最貧国であるアフガニスタンでの状況の酷さは、このブログなどでお伝えしているとおりだが、
工業立国でありエネルギーと食糧を輸入に依存する日本が、

グローバル化した経済構造の中でこうむっている今般の状況も非常に重い。


この状況下では、国際貢献というタームは、どうしても色あせて見えてしまうかもしれない。
NGO職員の給与水準は低いから、私自身、自分の生活について不安がある。


日本政府は、企業の資金繰りの支援や雇用問題、生活防衛などのために色々な対策を講じようとしている。
それらが実際にどれだけの効果を発揮するのかは、私ごときには想像できないが、
全世界同時に景気が後退し、個人が各々の生活に汲々としているときは、
制度がカバーしなくてはいけないのだ、ということを改めて考えさせられる。


こんな状況のなかで、”国際貢献の必要性”を主張することは、一見、あまり適当ではないようにも受け取られるかもしれない。

物体の位置に関するデータセットのレコード
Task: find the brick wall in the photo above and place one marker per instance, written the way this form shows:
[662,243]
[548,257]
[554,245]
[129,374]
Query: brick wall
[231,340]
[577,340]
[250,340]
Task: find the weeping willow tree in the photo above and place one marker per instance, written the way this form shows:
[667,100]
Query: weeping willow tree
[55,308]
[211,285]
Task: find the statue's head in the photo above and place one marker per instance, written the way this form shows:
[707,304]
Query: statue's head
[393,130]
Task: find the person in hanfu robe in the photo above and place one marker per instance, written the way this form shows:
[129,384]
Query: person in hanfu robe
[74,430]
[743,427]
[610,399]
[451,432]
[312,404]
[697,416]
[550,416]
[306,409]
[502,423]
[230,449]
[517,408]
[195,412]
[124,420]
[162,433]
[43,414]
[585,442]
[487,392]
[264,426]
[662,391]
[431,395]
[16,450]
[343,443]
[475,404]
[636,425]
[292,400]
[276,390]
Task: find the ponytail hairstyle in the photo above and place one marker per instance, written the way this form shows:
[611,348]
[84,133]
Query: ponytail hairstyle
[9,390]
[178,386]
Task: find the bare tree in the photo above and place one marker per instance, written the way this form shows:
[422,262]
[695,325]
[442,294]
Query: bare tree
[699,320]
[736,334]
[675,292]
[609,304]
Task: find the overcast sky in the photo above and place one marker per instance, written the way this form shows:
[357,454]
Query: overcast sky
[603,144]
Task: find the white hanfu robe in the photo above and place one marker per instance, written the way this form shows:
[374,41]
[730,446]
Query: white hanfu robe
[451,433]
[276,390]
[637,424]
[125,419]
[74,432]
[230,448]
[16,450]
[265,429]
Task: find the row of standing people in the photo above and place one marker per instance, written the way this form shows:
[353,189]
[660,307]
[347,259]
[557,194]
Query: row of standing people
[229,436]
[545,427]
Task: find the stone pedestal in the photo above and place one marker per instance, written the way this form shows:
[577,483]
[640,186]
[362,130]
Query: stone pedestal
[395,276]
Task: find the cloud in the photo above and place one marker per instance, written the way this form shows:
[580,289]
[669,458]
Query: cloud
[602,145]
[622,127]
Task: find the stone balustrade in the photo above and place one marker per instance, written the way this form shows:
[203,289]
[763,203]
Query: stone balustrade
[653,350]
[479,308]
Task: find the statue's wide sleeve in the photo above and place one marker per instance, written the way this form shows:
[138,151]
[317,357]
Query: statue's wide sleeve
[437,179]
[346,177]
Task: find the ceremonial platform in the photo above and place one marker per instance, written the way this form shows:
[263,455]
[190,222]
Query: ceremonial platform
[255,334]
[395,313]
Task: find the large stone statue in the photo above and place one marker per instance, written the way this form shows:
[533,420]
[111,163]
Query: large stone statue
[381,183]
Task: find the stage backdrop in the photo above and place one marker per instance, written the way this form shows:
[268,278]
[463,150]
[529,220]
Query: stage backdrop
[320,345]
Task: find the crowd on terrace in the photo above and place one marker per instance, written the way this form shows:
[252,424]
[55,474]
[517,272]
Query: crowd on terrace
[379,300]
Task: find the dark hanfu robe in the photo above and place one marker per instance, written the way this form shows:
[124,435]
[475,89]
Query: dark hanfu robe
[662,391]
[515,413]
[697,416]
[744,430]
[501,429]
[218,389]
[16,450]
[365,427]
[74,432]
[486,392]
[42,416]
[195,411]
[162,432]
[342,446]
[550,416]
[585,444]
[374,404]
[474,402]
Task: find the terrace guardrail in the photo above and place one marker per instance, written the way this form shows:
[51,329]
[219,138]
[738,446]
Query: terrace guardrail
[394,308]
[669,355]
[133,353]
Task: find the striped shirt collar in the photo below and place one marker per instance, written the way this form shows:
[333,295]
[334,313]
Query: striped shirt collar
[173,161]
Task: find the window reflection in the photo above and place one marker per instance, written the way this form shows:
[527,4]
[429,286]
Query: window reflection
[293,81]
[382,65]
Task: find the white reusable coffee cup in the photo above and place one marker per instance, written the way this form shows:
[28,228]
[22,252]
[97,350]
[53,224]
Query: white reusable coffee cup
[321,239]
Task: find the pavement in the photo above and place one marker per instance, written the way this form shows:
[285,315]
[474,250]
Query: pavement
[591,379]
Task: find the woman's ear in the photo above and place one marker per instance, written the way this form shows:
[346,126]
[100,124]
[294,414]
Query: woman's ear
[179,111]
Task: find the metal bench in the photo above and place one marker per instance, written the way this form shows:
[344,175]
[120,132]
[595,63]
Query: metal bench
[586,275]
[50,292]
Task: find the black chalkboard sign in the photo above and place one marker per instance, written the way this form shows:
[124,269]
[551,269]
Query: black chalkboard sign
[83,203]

指示 1: レコードから、文字列「person」を含む行をすべて集めること。大文字と小文字は区別する。
指示 2: 国際貢献と日本の状況についての引用文を、最後の文の後から書き継いでください。

出力結果 1:
Task: find the person in hanfu robe in the photo above and place one marker per instance, written the way this form shows:
Query: person in hanfu robe

出力結果 2:
しかし、
こんなときだからこそ、
国際貢献を、制度や仕組みとして維持し続けていくことは重要である、と私は考える。

経済がグローバル化しているということは、国際支援の中での日本の役割も重くなっているということだ。

近年毎年削られているODA予算ではあるが、それでもその規模は大きい。

国際貢献、と一口に言っても、そこには、多くの産業と同様、
意義ある国際支援という大義を達成するための、多くの経験の蓄積とノウハウがある。
だから、一旦、国際貢献を縮小化してしまえば、支援の規模だけでなく質そのものの後退が待っている。


私は、あくまで人道支援NGOの職員であり、

個人的には人道的な意義を第一義と捉えているので、
国策としての日本政府の支援の方針と私の考え方とは、必ずしも必要十分の関係にはないが、
しかし、仮に今非政府的立場を離れて、国策という視点で考えたとしても、
日本国としての国策であるODAを今後も更に減らしてゆくべき、という考え方には疑問がある。
それは、上に述べたように、

国際貢献という仕組みを制度として、質の高い状態で維持していくことが大事だと考えるからである。
もっといえば、ひいては将来、国益にも反するかもしれないからだ。

全世界同時不況の影響は今後、最貧国で最も著しいものとなるとすれば

いずれ、途上国の不安定さが、日本経済にも跳ね返ってくるかもしれない。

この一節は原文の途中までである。